* [REQUIREMENT]:
Return every line of the records below that contains the word "blue".

* [RECORDS SUPPLIED]:
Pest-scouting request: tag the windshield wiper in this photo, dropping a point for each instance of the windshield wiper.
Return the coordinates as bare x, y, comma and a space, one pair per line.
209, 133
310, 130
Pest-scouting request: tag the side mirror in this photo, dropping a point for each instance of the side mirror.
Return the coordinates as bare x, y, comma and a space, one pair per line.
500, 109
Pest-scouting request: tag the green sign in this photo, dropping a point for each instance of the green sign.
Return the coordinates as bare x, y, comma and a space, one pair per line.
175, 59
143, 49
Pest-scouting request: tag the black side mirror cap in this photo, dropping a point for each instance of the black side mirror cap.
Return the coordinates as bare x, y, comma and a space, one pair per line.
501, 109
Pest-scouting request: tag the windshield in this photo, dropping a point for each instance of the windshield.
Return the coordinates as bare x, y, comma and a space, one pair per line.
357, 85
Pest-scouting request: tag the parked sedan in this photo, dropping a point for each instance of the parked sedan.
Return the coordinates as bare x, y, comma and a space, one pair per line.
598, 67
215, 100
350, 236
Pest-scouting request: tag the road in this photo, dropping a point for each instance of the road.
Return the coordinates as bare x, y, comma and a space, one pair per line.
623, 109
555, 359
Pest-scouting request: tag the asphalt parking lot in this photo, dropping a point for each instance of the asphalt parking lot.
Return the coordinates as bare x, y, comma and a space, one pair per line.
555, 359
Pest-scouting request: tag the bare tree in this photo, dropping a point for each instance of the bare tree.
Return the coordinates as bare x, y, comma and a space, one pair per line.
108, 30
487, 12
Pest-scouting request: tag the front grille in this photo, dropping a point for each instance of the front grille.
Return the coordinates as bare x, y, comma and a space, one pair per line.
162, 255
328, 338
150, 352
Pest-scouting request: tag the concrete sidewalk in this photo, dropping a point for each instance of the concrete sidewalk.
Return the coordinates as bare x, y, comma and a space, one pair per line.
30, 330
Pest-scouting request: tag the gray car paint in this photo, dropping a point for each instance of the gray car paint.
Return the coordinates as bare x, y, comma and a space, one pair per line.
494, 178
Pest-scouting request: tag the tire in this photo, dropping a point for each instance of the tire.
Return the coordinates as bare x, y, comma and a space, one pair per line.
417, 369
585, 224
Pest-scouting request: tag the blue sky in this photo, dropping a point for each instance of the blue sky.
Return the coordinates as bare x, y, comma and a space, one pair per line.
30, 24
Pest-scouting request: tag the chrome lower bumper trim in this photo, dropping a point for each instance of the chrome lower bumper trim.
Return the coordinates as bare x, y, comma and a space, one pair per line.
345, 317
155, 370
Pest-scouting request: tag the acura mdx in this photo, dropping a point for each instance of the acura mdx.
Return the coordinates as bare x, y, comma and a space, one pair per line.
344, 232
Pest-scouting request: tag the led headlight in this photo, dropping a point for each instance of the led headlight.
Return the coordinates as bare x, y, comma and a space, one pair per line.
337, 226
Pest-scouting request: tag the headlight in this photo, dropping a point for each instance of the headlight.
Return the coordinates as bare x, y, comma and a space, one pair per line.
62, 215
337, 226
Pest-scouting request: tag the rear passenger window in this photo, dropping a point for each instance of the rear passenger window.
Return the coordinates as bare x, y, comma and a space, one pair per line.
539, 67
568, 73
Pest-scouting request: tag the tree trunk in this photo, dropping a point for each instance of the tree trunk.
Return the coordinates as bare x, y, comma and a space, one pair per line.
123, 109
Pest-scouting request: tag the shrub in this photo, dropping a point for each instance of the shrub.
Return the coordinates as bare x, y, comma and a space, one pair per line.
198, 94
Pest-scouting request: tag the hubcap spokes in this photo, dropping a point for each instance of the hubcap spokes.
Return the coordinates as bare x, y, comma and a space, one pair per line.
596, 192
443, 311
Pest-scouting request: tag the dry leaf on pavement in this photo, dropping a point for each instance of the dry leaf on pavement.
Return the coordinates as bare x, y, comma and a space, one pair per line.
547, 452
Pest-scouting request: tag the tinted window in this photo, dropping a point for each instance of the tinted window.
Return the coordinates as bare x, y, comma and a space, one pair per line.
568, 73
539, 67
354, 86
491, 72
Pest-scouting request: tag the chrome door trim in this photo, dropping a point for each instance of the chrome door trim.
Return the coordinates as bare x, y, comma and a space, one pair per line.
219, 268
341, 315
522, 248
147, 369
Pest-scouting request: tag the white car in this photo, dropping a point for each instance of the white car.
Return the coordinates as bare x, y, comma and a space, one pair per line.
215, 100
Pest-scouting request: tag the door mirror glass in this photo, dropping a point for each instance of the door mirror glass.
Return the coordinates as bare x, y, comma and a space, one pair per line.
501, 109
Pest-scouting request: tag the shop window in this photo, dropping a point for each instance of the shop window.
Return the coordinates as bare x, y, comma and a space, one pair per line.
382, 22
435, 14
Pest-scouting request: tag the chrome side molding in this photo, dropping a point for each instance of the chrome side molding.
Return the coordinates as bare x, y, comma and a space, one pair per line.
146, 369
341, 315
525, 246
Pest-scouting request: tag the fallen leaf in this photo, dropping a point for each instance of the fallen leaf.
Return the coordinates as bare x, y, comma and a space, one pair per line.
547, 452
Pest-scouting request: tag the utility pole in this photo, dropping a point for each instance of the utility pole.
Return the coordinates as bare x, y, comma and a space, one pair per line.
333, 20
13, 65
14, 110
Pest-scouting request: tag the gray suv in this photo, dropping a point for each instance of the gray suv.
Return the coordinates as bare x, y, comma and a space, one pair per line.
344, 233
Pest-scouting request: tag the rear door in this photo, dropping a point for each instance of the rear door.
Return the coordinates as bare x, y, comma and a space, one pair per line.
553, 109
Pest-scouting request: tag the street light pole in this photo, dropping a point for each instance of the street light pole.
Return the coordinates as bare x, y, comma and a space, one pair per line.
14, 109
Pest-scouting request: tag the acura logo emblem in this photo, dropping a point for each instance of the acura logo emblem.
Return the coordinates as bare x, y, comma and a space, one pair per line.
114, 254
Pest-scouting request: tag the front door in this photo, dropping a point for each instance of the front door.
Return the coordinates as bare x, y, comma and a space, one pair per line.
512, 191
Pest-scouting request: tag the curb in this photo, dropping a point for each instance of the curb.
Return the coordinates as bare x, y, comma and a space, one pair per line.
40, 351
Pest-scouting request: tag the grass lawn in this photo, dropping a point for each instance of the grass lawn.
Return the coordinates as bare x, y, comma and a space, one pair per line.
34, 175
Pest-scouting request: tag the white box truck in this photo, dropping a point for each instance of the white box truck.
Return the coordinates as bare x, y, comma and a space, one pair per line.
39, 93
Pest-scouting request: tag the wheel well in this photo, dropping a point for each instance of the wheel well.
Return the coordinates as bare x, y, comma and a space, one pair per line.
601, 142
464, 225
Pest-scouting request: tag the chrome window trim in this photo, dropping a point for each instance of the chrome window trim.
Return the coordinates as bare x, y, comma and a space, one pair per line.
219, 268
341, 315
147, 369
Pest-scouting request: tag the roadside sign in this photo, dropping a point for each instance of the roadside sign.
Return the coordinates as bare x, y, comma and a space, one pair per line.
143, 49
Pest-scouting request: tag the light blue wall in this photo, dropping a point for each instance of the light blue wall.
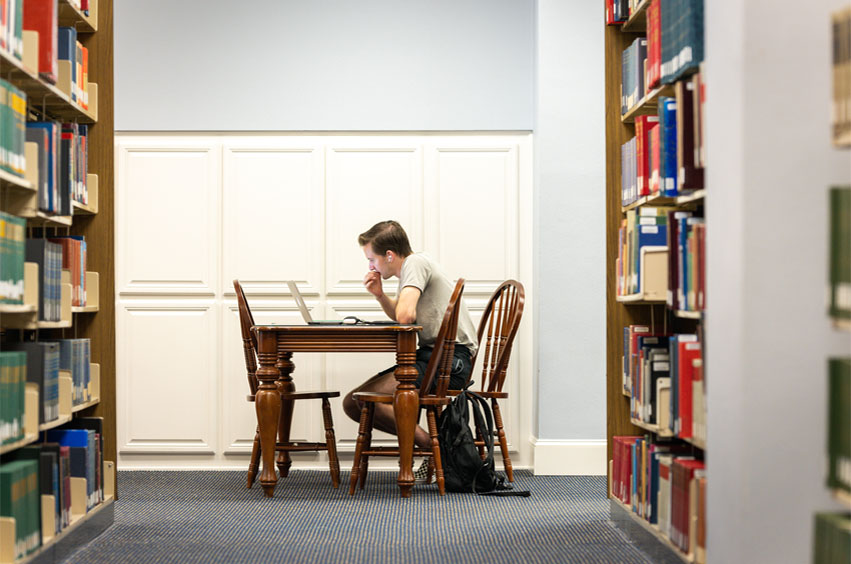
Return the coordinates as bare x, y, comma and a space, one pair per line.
570, 184
323, 65
382, 65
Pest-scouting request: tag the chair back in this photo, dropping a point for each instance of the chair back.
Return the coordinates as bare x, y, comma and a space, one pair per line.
249, 341
498, 328
440, 364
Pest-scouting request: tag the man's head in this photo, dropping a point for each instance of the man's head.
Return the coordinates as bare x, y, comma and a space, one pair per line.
385, 246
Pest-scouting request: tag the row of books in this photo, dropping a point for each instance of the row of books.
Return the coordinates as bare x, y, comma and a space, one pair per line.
842, 77
839, 424
41, 367
12, 255
39, 362
13, 117
13, 378
11, 27
666, 156
74, 256
672, 48
46, 469
52, 256
664, 378
57, 43
62, 164
643, 229
666, 487
686, 261
832, 538
839, 275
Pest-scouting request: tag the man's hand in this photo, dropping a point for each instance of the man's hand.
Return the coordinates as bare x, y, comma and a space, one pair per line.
372, 283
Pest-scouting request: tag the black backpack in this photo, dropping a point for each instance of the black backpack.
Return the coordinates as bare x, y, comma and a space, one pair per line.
463, 468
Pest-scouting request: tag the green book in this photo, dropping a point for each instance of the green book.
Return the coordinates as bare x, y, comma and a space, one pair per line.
839, 272
839, 424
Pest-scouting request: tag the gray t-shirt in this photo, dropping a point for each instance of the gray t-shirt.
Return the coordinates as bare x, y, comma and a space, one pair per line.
421, 272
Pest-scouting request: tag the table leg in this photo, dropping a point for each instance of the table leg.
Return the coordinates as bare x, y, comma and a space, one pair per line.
267, 402
406, 405
285, 385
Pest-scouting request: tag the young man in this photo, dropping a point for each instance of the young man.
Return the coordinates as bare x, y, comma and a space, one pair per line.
422, 297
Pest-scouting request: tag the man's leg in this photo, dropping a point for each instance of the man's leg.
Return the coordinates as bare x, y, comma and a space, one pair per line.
384, 418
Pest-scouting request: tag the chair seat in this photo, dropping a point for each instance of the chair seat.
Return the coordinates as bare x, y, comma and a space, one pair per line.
373, 397
497, 395
309, 394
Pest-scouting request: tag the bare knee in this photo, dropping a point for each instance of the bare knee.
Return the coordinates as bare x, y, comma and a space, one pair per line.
351, 406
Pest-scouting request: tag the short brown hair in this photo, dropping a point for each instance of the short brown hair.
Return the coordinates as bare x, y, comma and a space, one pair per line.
386, 236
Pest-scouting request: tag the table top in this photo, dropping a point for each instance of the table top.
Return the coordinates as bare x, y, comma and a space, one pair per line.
338, 328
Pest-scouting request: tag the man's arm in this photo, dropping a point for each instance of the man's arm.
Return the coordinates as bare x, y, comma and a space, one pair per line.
406, 305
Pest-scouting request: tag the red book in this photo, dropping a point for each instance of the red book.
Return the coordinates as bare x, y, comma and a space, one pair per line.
701, 266
42, 16
687, 351
654, 44
655, 157
642, 142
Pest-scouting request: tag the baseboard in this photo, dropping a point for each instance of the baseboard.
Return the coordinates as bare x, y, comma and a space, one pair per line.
569, 457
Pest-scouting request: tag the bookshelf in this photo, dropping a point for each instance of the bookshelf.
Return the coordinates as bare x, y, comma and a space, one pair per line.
650, 306
94, 221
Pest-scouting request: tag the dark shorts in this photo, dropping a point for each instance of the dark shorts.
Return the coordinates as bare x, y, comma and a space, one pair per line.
461, 367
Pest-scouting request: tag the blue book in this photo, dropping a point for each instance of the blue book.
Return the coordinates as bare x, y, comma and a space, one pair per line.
83, 456
52, 148
68, 52
668, 141
649, 236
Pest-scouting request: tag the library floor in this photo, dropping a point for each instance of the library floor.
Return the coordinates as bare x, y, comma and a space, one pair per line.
190, 517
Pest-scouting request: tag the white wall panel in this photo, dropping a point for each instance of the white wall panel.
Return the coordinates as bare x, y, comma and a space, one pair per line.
473, 191
459, 197
367, 184
238, 416
168, 398
273, 197
168, 225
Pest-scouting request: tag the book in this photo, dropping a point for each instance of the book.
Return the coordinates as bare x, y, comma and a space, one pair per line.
42, 16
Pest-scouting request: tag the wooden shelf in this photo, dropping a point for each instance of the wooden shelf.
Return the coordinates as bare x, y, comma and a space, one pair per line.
9, 180
695, 442
41, 94
688, 314
637, 22
9, 447
76, 523
695, 196
70, 16
639, 299
653, 199
652, 428
18, 308
647, 105
653, 530
842, 497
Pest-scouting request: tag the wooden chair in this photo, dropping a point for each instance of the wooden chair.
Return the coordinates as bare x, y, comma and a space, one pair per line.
439, 367
498, 327
249, 346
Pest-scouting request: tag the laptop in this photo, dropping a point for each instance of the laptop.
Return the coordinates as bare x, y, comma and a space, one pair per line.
349, 320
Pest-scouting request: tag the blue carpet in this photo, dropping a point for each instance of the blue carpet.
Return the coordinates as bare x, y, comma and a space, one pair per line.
187, 517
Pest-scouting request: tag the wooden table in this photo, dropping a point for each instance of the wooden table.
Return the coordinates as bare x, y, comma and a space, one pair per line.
275, 347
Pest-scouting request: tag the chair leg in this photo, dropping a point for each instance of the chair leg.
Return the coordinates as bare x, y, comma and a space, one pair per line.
254, 463
367, 443
353, 481
331, 443
431, 417
503, 440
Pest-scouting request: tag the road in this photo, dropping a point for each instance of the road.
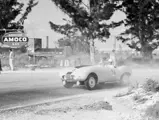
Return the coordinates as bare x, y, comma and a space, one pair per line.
23, 88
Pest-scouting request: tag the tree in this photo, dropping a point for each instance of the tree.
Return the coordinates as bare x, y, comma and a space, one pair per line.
9, 11
142, 22
77, 44
90, 19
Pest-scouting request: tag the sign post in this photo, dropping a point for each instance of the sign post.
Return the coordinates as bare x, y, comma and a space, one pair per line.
15, 39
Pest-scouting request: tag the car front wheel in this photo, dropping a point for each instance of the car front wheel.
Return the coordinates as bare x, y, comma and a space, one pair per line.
125, 79
67, 84
91, 82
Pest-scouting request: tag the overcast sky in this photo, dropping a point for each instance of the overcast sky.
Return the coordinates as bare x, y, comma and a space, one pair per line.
37, 24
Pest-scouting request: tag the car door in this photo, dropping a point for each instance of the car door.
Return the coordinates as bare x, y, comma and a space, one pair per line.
104, 74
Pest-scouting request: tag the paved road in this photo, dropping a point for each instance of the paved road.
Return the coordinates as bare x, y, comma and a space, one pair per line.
26, 87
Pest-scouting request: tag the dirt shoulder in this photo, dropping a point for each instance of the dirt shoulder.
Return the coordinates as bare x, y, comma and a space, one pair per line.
97, 106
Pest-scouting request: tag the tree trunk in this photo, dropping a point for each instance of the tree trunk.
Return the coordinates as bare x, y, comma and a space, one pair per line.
146, 53
92, 52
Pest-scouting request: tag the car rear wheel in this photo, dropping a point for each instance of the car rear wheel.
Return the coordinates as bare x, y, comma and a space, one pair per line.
91, 82
67, 84
125, 79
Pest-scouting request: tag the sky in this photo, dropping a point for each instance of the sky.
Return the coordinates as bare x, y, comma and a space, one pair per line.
37, 24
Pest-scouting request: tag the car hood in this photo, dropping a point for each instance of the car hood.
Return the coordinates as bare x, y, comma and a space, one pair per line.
77, 67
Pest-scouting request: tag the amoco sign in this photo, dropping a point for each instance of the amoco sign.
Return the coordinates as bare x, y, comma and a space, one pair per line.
15, 39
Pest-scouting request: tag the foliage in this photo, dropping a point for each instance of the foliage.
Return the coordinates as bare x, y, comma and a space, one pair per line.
142, 22
88, 19
9, 11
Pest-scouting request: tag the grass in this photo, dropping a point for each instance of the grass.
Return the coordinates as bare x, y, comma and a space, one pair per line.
22, 59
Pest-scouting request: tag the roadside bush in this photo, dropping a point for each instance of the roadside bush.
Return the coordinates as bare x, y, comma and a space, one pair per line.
151, 85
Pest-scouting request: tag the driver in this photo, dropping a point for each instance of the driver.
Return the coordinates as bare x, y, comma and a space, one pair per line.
112, 59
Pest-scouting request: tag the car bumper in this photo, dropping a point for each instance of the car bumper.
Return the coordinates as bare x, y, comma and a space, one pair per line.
75, 81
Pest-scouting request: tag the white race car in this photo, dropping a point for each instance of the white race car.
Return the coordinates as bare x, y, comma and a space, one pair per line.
91, 75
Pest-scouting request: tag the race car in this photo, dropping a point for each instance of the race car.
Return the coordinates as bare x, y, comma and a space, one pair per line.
91, 75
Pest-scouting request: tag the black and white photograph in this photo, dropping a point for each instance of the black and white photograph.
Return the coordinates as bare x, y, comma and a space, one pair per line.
79, 60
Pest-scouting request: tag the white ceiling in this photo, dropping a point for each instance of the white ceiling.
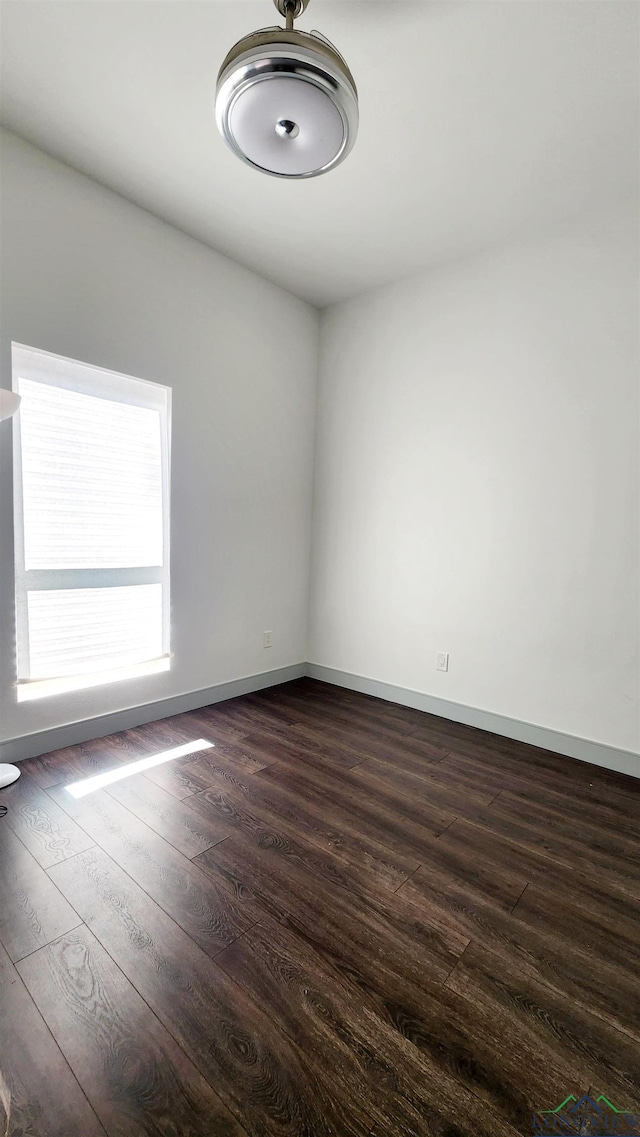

* [RESULT OF THE TASK]:
Pest-scouting request: tag the blue sky in this photo, dropping a point for each instance of the blue sky.
Pest-scouting request: tag the light blue wall in this photo, dropping a point for each instance of the light blue wall.
Pest-scouting request: tag the blue book in this photo, dropping a point for each instance of the blue book.
Pest-scouting request: tag the blue carpet in this photo, dropping a point for each instance of the blue carpet.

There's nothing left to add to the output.